*Brief*:
Copy out the records below, substituting "standard format" for every occurrence of "house style" and keeping everything else the same.

----

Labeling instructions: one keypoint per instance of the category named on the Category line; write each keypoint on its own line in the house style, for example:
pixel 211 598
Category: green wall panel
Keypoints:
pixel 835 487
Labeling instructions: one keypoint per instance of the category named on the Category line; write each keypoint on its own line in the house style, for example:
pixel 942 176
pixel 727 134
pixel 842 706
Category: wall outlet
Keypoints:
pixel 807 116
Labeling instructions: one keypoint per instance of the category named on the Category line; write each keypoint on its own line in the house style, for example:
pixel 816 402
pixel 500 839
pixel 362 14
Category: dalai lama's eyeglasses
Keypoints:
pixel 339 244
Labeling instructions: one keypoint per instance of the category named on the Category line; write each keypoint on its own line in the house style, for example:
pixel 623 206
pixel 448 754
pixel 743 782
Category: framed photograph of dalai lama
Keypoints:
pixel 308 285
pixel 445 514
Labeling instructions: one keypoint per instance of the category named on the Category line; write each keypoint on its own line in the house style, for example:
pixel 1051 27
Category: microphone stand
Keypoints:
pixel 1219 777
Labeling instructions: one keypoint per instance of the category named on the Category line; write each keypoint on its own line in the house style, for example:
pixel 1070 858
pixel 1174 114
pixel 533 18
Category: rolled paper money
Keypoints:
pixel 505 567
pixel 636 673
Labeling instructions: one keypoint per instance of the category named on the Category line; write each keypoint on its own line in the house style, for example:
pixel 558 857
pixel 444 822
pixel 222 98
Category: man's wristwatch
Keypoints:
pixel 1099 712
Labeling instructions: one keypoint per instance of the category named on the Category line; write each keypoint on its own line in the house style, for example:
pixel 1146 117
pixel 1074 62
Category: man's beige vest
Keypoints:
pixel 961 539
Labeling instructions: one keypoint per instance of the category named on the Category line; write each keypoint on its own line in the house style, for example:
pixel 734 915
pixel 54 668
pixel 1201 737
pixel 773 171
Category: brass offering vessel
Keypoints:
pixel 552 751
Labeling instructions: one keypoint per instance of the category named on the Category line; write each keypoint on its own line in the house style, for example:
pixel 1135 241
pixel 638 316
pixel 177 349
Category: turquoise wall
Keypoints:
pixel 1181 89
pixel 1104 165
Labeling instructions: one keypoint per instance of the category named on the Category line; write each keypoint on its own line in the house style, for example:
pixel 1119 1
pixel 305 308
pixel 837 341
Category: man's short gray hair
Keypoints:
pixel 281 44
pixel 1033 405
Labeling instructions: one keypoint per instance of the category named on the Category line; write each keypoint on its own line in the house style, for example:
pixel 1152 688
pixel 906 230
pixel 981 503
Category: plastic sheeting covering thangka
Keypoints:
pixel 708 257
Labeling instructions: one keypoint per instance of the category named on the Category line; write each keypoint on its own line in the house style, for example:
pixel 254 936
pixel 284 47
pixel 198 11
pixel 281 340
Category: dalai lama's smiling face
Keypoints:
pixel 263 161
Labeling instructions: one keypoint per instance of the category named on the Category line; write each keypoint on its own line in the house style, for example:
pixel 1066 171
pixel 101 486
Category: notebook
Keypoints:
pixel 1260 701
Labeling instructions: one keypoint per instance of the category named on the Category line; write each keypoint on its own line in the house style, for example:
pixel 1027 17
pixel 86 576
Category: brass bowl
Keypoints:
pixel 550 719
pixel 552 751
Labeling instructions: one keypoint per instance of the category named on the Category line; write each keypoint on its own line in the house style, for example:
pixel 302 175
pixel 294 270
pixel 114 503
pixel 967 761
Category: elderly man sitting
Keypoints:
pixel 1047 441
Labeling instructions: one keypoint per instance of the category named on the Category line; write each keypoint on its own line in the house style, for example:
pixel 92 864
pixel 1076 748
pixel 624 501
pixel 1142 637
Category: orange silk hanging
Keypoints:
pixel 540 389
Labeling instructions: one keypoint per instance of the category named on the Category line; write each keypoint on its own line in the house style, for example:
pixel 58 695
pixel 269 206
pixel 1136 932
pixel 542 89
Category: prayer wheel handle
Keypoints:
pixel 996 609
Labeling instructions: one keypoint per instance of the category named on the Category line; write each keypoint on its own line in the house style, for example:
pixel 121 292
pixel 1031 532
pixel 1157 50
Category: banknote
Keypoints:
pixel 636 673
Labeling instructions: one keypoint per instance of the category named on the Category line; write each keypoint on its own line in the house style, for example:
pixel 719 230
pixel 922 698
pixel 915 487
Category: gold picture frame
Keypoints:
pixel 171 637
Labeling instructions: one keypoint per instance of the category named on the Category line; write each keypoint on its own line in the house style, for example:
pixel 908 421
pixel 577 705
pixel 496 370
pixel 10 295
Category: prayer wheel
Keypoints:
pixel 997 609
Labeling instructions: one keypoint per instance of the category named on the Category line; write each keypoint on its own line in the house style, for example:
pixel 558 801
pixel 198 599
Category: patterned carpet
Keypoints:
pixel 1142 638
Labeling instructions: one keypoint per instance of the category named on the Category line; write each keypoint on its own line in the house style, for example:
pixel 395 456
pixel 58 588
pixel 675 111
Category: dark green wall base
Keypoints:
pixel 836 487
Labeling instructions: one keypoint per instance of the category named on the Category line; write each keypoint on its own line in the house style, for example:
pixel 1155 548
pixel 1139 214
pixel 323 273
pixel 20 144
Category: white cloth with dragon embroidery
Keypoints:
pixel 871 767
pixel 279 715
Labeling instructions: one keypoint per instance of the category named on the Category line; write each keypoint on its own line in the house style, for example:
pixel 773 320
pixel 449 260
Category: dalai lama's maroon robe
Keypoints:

----

*Full output*:
Labeling instructions: one keypoint per instance of the category named on the Category line; write each keypoint on its own line in the standard format, for example:
pixel 211 598
Category: green wall panel
Keypoints:
pixel 835 487
Labeling instructions: one keypoint per instance of the category named on the Category line; write each keypoint on its own line in the standard format, for example:
pixel 942 176
pixel 727 134
pixel 842 706
Category: wall outlet
Keypoints:
pixel 807 116
Labeling instructions: one keypoint per instance of the category named on the Category line; write each keypoint on its own line in the standard format, for example:
pixel 816 402
pixel 500 839
pixel 362 14
Category: dalai lama's eyeglasses
Keypoints:
pixel 339 244
Labeling instructions: one keypoint per instance of the category named on the Category line; write each keypoint on its own line in the standard format, for example:
pixel 623 206
pixel 448 754
pixel 743 782
Category: framed photograph of dalai lama
Keypoints:
pixel 308 285
pixel 445 514
Labeling instructions: one keypoint per instance of the category named on the Category line; write each keypoint on its own line in the standard format, for example:
pixel 1051 27
Category: microphone stand
Keypoints:
pixel 1219 777
Labeling instructions: one keypoint per instance of the category named on the Category line; write each keypoint on its own line in the standard format, for example:
pixel 1070 858
pixel 1174 114
pixel 533 18
Category: rolled paper money
Keypoints:
pixel 505 567
pixel 636 673
Labeling instructions: one keypoint per instance of the category named on the Category line; write each keypoint on its own line in the standard format, for example:
pixel 558 857
pixel 444 822
pixel 222 98
Category: man's wristwatch
Keypoints:
pixel 1099 712
Labeling instructions: one keypoint per instance of the category named on the Category line; write each keypoint on its own line in the standard format, for example:
pixel 1146 117
pixel 1074 62
Category: man's beige vest
Keypoints:
pixel 961 539
Labeling instructions: one keypoint per instance of the category named on the Category line; write each keypoint on its own line in the standard format, for example:
pixel 734 915
pixel 54 668
pixel 1201 737
pixel 773 171
Category: brass offering vessel
Keypoints:
pixel 552 751
Labeling instructions: one keypoint per instance of the category named on the Category line; write each keypoint on its own line in the standard format, for example:
pixel 1135 241
pixel 638 316
pixel 177 349
Category: turquoise wall
Keypoints:
pixel 1181 89
pixel 1104 165
Labeling instructions: one keypoint per instance of the category named on the Category line; write each keypoint on its own line in the standard format, for example:
pixel 1119 1
pixel 305 308
pixel 837 341
Category: man's short gray hair
Keypoints:
pixel 281 44
pixel 1033 405
Labeling instructions: one keypoint per instance of the category named on the Category line; write each keypoint on its own line in the standard format, for example:
pixel 1152 688
pixel 906 230
pixel 981 503
Category: plastic sheeting covering thangka
Keypoints:
pixel 708 257
Labeling instructions: one keypoint per instance of the category named on the Category line; write each keypoint on its own line in the standard format, for example:
pixel 254 936
pixel 284 47
pixel 198 11
pixel 281 340
Category: dalai lama's smiling face
Keypoints:
pixel 263 161
Labeling instructions: one keypoint per instance of the category named on the Category line; write each keypoint on its own line in the standard format, for example:
pixel 1066 171
pixel 101 486
Category: notebook
Keypoints:
pixel 1260 701
Labeling instructions: one keypoint per instance of the category named on the Category line; write each keypoint on its own line in the standard format, for example:
pixel 1027 17
pixel 86 576
Category: brass bowl
Keypoints:
pixel 550 719
pixel 552 751
Labeling instructions: one keypoint per instance of the category named on the Category line; write each keypoint on its own line in the standard format, for example:
pixel 302 175
pixel 294 270
pixel 114 503
pixel 967 761
Category: elderly man sitting
Keypoints:
pixel 1047 441
Labeling instructions: one keypoint per instance of the category named on the Category line; write each keypoint on its own line in the standard format, for example:
pixel 92 864
pixel 1076 748
pixel 624 501
pixel 1142 637
Category: orange silk hanging
Keypoints:
pixel 540 389
Labeling instructions: one keypoint per instance of the category named on the Category line; write each keypoint on its own line in the standard format, for example:
pixel 58 695
pixel 269 206
pixel 1136 932
pixel 542 89
Category: prayer wheel handle
Keypoints:
pixel 996 609
Labeling instructions: one keypoint per instance of the category named on the Category line; write each keypoint on its own line in the standard format, for example:
pixel 121 292
pixel 1031 532
pixel 1157 50
Category: banknote
Keypoints:
pixel 636 673
Labeling instructions: one keypoint per instance of the category named on the Category line; write each keypoint on its own line in the standard format, for example:
pixel 719 230
pixel 922 698
pixel 915 487
Category: gold picture frame
Keypoints:
pixel 171 637
Labeling instructions: one keypoint per instance of the category named on the Category line; write each keypoint on its own line in the standard format, for example:
pixel 908 421
pixel 577 705
pixel 496 370
pixel 10 295
Category: prayer wheel
Keypoints:
pixel 997 609
Labeling instructions: one keypoint per instance of the category named on the Category line; write each keypoint on its own line in the standard format, for example:
pixel 558 801
pixel 198 599
Category: patterned carpet
Keypoints:
pixel 1142 638
Labeling instructions: one keypoint per instance of the category named on the Category line; write each keypoint on its own line in the standard format, for example:
pixel 395 456
pixel 58 588
pixel 675 111
Category: dark green wall base
Keypoints:
pixel 836 487
Labeling instructions: one keypoint per instance of the category named on the Category line; write each keypoint on its own line in the standard format, for example:
pixel 1155 548
pixel 1139 214
pixel 323 273
pixel 20 144
Category: white cloth with dragon embroidery
Keypoints:
pixel 871 767
pixel 279 715
Labeling instructions: one keypoint per instance of the category named on the Category line; write each keypoint on its own line in the standard format, for example:
pixel 773 320
pixel 449 260
Category: dalai lama's maroon robe
Keypoints:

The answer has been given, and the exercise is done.